***** PAGE EXCERPT

The latest revelation about the fake google certificates is a reminder to all of us to be careful how we use the internet. In the case of the Iranians who were fooled by the https certificate purporting to be from Google, there was very little they could do to ensure that they were transmitting emails without intervention, but in every case of sharing or using online information, there are a number of precautions we can all take:
If you are at all concerned about information reaching people it shouldn't, then you should think twice before putting it online in the first place. However secure your information is travelling to and from the website or other service in question (and it's not always - see paragraph above), it can always be compromised in situ, by the company providing the service being hacked itself or just by them letting data go free against your wishes as facebook has done in the past.
When communicating with individuals it's important to remember that a large percentage of face-to-face communication is non-verbal. Without being face to face, not only do we not know who we're talking to, we can't always interpret what they are saying and how they are saying it! It goes without saying (I hope) that giving out identifying information or moving the relationship into the real world should only be done with the greatest of care.

**********

* _WHAT TO WORK ON_
Reproduce word for word the part of the text on online safety that opens with the words "When communicating with" and closes with "greatest of care.".

***** AVAILABLE DATA

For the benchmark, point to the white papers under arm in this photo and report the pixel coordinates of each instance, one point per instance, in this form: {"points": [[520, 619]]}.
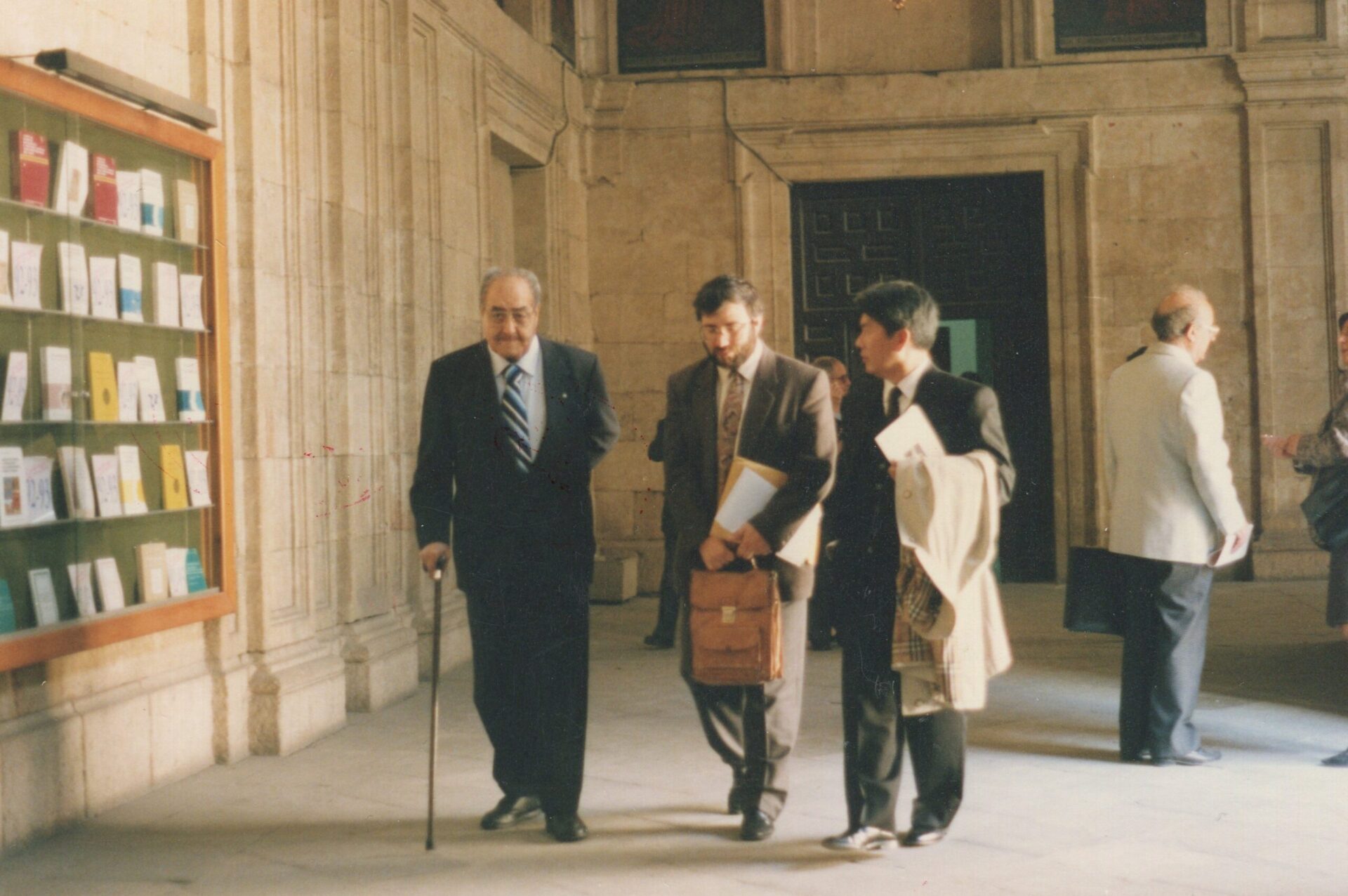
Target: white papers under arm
{"points": [[910, 433], [746, 500]]}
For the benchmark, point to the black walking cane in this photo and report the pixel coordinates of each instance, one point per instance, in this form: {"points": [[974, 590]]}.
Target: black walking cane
{"points": [[437, 576]]}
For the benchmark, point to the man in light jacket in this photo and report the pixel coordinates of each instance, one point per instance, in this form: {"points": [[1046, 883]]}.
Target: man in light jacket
{"points": [[1175, 504]]}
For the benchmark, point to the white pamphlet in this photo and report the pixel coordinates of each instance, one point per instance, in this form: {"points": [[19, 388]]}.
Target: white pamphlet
{"points": [[910, 433]]}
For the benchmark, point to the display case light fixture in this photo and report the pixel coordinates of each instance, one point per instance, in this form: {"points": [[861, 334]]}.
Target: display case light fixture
{"points": [[104, 77]]}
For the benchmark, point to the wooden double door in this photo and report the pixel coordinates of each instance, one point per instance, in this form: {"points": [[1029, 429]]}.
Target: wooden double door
{"points": [[977, 246]]}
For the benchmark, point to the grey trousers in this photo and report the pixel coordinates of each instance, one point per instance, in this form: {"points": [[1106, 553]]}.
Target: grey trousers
{"points": [[754, 728]]}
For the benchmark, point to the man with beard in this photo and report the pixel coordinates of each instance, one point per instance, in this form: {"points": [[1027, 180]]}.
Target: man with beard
{"points": [[750, 402], [511, 428]]}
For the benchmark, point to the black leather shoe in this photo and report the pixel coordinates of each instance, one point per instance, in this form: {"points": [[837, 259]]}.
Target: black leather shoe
{"points": [[567, 829], [924, 837], [510, 812], [1337, 760], [1197, 756], [755, 826]]}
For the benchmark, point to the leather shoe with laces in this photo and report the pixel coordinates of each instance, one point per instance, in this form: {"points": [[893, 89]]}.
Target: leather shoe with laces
{"points": [[567, 829], [757, 825], [1197, 756], [510, 812], [1337, 760], [863, 840], [924, 837]]}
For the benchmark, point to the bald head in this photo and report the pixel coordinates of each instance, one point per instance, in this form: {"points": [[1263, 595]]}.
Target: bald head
{"points": [[1185, 318], [1177, 312]]}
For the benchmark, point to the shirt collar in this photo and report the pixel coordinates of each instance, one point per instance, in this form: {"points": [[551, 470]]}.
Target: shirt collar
{"points": [[748, 368], [1173, 350], [529, 364], [909, 384]]}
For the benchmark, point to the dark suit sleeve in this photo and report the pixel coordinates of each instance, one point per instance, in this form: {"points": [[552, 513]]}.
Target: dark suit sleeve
{"points": [[433, 482], [602, 428], [681, 488], [987, 416], [812, 452]]}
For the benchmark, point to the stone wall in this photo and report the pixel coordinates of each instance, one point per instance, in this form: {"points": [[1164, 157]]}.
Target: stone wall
{"points": [[359, 135]]}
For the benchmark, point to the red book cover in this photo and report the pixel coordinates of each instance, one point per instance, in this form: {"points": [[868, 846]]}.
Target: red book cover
{"points": [[32, 167], [103, 197]]}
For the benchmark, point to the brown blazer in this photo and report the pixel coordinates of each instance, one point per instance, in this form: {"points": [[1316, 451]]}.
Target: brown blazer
{"points": [[788, 425]]}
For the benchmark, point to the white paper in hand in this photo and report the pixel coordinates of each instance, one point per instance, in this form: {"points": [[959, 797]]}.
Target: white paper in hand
{"points": [[910, 434], [750, 495]]}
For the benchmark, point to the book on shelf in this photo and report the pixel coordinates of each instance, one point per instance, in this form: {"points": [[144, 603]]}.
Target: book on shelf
{"points": [[131, 485], [57, 403], [152, 202], [44, 591], [30, 167], [130, 287], [6, 297], [103, 286], [187, 212], [189, 294], [128, 391], [72, 180], [74, 278], [174, 477], [190, 404], [128, 201], [103, 192], [15, 387], [77, 482], [107, 484], [81, 585], [37, 482], [26, 274], [103, 387], [196, 574], [8, 621], [110, 584], [152, 572], [166, 293], [14, 496], [199, 477], [152, 397], [176, 562]]}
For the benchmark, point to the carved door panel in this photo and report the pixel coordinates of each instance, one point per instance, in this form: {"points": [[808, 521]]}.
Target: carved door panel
{"points": [[977, 246]]}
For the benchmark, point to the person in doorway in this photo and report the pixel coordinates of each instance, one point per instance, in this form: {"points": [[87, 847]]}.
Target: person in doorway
{"points": [[1314, 453], [511, 429], [747, 400], [1173, 504]]}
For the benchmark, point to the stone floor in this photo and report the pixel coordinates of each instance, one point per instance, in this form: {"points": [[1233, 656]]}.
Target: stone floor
{"points": [[1048, 809]]}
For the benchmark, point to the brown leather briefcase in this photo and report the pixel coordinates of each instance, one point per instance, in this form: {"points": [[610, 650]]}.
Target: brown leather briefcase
{"points": [[735, 620]]}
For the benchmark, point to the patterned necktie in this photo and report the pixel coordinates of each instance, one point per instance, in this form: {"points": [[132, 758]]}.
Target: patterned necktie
{"points": [[732, 409], [517, 418]]}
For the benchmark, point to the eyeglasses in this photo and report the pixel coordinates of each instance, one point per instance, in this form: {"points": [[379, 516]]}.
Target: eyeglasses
{"points": [[711, 331]]}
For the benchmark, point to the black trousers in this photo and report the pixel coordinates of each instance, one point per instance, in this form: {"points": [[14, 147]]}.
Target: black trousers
{"points": [[530, 686], [1163, 647], [754, 728], [875, 730]]}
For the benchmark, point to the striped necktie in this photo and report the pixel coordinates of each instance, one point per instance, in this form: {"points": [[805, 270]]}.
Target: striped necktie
{"points": [[517, 418]]}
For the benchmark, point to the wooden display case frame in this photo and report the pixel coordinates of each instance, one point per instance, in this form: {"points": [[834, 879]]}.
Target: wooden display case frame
{"points": [[26, 647]]}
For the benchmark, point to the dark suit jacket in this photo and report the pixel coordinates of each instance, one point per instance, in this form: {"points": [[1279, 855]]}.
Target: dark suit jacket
{"points": [[511, 529], [963, 413], [788, 425]]}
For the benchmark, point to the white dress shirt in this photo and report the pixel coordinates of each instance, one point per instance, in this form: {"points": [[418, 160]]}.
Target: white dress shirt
{"points": [[530, 387], [723, 384], [908, 387]]}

**********

* _RESULT OF THIS EXERCISE_
When communicating with individuals it's important to remember that a large percentage of face-to-face communication is non-verbal. Without being face to face, not only do we not know who we're talking to, we can't always interpret what they are saying and how they are saying it! It goes without saying (I hope) that giving out identifying information or moving the relationship into the real world should only be done with the greatest of care.